- **POLECENIE 1**: Jak we fragmencie tekstu nazwano świadomość, że emocjonalny ból i cierpienie są tylko ostrzeżeniem przed życiem wbrew własnej prawdzie?
- **POLECENIE 2**: Wymień wszystkie pojęcia, które we fragmencie tekstu zapisano w całości wielkimi literami.
- **POLECENIE 3**: Przepisz bez zmian wszystko z fragmentu tekstu, od słów "Słyszałeś o czymś" aż do słów "byś coś zrozumiał.".

#### FRAGMENT TEKSTU

Wyraź siebie!

<< < (223/387) > >>

Sventer:
Wmawiaj takie rzeczy swoim dzieciom już Ci mówiłem. Jestem wolnym i prawdziwym człowiekiem. Nie znając mnie w realu wiesz tyle o mnie co kot nasrał. Więc daruj sobie swoje analizy.

I nie mam obowiązku pokazywać Ci, co jak gdzie. Po prostu jesteś nudny, nie wart merytorycznej dyskusji. Uświadom to sobie w końcu że nie jesteś pępkiem świata, któremu trzeba wszystko udowadniać itd.

Aaa i nękanie nie polega na używaniu wulg. można nękać w różny sposób.

Słyszałeś o czymś takim jak Inwektywa? Mniej bezpośrednia forma obrażania innych, Ty lubisz prowokować ludzi. I też widzisz tylko jedną stronę medalu a każdy kij ma dwa końce gdybyś bardziej przyjrzał się kapłanowi to byś coś zrozumiał.

Ale proponuje Ci żebyś się samemu sobie przyjrzał. Bo walczysz sam ze sobą.

Rafaela:
Charles Chaplin o swoim życiu:

Kiedy naprawdę zacząłem kochać samego siebie, uświadomiłem sobie,
że emocjonalny ból i cierpienie są tylko ostrzeżeniem dla mnie,
żebym nie żył wbrew własnej prawdzie.
Dziś wiem, że to się nazywa
AUTENTYCZNOŚCIĄ.

Kiedy naprawdę zacząłem kochać samego siebie, zrozumiałem,
jak żenujące jest dla innych, gdy narzucam im własne pragnienia,
wiedząc, że ani nie nadszedł odpowiedni czas,
ani tamta osoba nie jest na to gotowa,
nawet jeśli byłem nią ja sam.
Dziś wiem, że to się nazywa
SZACUNKIEM DO SAMEGO SIEBIE.

Kiedy naprawdę zacząłem kochać samego siebie,
przestałem tęsknić za innym życiem i mogłem dostrzec,
że wszystko wokół mnie stanowi zaproszenie do rozwoju.
Dziś wiem, że to się nazywa
DOJRZAŁOŚCIĄ.

Kiedy naprawdę zacząłem kochać samego siebie, zrozumiałem,
że zawsze i we wszystkich okolicznościach
jestem we właściwym momencie i we właściwym miejscu
i że wszystko, co się dzieje, jest właściwe.

########
#### MATERIAŁ

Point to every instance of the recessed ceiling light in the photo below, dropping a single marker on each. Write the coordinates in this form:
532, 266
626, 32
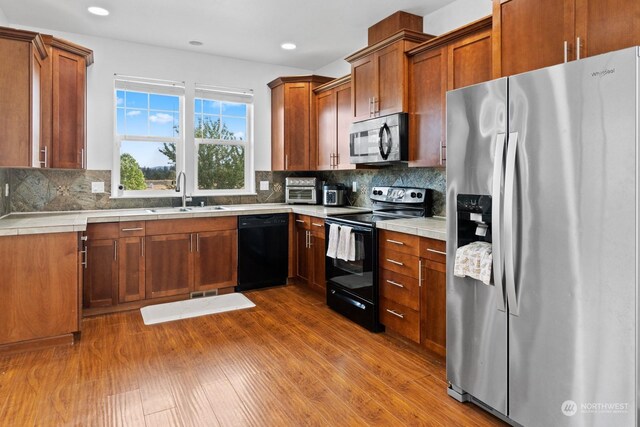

########

- **POPRAWNA ODPOWIEDŹ 1**: Autentycznością.

- **POPRAWNA ODPOWIEDŹ 2**: AUTENTYCZNOŚCIĄ, SZACUNKIEM DO SAMEGO SIEBIE, DOJRZAŁOŚCIĄ

- **POPRAWNA ODPOWIEDŹ 3**:
Słyszałeś o czymś takim jak Inwektywa? Mniej bezpośrednia forma obrażania innych, Ty lubisz prowokować ludzi. I też widzisz tylko jedną stronę medalu a każdy kij ma dwa końce gdybyś bardziej przyjrzał się kapłanowi to byś coś zrozumiał.